═════ RECORDS SHOWN
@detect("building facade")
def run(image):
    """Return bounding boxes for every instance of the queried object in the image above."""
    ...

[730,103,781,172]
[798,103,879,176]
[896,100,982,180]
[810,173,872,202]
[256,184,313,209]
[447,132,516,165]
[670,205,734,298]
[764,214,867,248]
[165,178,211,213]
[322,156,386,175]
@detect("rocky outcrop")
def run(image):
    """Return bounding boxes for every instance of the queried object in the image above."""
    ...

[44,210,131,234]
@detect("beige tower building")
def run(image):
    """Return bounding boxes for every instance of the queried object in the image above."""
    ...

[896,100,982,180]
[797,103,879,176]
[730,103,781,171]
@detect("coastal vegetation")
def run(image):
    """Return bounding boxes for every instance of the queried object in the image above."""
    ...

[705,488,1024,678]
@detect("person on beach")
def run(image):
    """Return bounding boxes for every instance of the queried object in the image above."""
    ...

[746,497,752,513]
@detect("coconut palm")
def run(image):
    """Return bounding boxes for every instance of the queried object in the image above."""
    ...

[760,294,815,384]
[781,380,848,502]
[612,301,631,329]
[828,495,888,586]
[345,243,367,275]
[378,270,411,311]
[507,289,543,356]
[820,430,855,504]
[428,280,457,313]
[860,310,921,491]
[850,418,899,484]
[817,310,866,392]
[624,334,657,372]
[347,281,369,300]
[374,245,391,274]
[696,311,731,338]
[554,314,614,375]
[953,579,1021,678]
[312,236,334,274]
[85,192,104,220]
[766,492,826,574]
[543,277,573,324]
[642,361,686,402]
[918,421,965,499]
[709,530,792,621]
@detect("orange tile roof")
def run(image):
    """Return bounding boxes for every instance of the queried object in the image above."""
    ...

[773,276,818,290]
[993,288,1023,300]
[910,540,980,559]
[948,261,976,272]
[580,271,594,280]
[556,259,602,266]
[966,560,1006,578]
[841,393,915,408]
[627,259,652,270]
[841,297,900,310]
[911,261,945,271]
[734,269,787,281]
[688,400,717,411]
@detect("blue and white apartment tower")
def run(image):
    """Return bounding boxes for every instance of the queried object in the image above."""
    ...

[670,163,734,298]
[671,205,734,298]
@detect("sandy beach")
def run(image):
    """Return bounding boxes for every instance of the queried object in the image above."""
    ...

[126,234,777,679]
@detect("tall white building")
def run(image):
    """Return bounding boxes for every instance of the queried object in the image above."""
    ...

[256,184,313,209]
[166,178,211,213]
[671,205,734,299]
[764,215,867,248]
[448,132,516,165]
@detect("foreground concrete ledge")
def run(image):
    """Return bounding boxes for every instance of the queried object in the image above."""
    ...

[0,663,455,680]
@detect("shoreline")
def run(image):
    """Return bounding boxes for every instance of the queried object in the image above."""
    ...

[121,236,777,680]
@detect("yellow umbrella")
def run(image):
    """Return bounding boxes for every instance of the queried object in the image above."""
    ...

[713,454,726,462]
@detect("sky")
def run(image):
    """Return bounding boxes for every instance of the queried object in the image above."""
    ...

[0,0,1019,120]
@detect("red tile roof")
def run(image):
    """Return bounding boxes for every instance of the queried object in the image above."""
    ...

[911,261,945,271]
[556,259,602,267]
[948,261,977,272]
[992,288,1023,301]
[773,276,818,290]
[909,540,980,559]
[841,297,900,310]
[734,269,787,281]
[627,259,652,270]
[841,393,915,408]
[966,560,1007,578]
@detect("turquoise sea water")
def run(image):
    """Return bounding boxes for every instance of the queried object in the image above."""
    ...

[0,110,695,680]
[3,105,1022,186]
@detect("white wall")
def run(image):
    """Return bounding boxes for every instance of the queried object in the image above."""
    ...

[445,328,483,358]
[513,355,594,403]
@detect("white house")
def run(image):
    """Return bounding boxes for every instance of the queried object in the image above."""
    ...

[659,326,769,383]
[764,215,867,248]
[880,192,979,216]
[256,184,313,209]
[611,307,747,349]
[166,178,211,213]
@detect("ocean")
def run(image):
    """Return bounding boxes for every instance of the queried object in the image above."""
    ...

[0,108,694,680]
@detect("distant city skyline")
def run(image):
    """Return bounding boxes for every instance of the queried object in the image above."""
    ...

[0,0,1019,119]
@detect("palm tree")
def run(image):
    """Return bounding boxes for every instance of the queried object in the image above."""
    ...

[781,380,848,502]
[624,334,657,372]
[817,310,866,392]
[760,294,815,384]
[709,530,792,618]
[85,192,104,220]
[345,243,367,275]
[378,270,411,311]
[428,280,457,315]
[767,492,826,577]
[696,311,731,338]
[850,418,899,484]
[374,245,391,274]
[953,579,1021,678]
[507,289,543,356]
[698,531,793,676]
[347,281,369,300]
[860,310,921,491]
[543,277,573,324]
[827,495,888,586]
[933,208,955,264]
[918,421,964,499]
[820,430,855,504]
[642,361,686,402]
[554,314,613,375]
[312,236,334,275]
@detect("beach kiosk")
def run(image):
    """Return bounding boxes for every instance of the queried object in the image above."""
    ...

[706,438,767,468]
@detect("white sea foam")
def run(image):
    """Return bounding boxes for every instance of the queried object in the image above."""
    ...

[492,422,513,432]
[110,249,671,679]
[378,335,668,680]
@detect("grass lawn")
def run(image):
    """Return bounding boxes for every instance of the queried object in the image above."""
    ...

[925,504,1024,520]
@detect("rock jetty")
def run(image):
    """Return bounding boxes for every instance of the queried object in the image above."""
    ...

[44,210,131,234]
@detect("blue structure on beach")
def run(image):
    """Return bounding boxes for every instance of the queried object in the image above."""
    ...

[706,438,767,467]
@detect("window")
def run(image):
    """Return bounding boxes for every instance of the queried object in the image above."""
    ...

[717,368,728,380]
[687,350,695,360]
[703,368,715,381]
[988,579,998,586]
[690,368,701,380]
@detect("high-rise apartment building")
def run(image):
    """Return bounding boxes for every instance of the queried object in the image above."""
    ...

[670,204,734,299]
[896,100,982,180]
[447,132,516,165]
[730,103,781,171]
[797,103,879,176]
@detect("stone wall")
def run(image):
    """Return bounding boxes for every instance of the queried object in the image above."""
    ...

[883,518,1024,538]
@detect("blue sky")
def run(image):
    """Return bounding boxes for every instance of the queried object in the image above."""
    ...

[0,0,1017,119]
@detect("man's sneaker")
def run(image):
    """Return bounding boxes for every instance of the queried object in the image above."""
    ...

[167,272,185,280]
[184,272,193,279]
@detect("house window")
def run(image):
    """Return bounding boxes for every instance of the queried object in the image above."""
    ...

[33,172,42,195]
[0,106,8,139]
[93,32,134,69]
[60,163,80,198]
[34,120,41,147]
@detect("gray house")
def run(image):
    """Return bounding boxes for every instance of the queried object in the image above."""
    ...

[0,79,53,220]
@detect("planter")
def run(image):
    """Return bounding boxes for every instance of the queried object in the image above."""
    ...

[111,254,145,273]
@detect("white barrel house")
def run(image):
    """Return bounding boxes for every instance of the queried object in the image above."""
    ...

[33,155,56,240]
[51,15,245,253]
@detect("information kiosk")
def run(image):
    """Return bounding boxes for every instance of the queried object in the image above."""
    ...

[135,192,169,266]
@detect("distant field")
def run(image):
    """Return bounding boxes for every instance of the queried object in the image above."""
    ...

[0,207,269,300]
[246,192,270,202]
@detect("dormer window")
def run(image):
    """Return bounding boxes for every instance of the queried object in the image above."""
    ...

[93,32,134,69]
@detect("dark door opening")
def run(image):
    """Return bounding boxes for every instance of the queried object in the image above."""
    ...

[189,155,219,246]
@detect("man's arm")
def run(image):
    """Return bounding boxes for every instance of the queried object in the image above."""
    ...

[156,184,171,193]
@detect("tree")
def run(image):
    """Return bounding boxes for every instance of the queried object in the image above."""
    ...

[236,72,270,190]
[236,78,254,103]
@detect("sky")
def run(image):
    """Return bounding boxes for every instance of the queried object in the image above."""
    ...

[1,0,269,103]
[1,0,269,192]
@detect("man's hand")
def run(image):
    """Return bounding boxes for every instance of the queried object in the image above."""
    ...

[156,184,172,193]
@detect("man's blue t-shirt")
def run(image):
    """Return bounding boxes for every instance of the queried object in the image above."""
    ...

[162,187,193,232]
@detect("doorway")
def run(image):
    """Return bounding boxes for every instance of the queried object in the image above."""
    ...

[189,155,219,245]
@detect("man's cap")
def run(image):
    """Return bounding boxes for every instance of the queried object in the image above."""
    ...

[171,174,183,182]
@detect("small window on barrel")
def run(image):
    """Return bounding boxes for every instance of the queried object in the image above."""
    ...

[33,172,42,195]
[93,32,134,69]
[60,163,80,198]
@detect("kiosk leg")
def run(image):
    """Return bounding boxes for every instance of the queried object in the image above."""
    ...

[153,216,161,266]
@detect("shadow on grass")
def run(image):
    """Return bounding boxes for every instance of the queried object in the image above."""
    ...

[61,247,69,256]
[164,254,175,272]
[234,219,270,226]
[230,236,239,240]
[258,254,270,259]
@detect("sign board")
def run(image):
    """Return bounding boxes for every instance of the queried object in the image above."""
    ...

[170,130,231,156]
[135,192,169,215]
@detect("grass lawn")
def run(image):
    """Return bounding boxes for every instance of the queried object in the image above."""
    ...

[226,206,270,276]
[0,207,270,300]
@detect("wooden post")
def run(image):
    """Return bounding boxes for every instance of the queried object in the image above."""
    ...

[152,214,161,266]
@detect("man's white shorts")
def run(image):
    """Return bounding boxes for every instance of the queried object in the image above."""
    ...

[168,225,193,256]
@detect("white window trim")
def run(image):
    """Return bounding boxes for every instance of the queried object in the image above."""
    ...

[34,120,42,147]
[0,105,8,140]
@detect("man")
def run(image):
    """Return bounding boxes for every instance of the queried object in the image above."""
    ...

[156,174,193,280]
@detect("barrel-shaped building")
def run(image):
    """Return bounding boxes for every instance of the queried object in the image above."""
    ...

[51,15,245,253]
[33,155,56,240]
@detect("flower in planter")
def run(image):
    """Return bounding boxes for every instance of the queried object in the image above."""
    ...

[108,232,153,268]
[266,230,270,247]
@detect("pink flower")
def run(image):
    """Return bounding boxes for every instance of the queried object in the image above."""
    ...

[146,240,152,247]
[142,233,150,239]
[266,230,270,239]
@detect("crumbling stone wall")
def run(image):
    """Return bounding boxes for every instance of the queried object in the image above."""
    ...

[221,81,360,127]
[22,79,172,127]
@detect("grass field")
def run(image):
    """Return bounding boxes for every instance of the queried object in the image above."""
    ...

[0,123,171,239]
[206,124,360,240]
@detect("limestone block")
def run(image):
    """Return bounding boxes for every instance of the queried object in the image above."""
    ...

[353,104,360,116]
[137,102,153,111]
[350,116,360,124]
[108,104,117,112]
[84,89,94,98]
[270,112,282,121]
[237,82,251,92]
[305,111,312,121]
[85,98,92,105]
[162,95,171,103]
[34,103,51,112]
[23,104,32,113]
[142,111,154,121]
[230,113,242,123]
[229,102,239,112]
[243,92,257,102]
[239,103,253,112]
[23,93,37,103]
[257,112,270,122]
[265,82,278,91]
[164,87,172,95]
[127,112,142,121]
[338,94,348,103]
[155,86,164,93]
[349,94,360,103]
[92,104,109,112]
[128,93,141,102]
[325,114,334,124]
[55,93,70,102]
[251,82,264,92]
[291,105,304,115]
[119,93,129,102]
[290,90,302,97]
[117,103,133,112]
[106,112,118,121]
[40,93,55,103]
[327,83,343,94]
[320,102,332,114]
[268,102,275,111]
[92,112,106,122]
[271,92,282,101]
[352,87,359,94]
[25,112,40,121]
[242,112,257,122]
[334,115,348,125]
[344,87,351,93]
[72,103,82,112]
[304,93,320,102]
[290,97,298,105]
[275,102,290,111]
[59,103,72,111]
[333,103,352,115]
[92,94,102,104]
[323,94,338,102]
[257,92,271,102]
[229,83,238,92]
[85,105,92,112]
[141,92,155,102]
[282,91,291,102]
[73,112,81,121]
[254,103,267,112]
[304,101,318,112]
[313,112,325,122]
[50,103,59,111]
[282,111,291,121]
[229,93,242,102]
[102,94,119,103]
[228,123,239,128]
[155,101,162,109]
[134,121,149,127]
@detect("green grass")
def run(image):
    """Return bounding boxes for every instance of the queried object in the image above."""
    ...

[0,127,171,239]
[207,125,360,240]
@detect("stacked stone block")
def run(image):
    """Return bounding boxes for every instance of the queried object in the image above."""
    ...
══════════
● EXERCISE OBJECTIVE: Which lines of the records hold the string "flower"? Copy each one.

● EXERCISE ANSWER:
@detect("flower in planter")
@detect("pink flower")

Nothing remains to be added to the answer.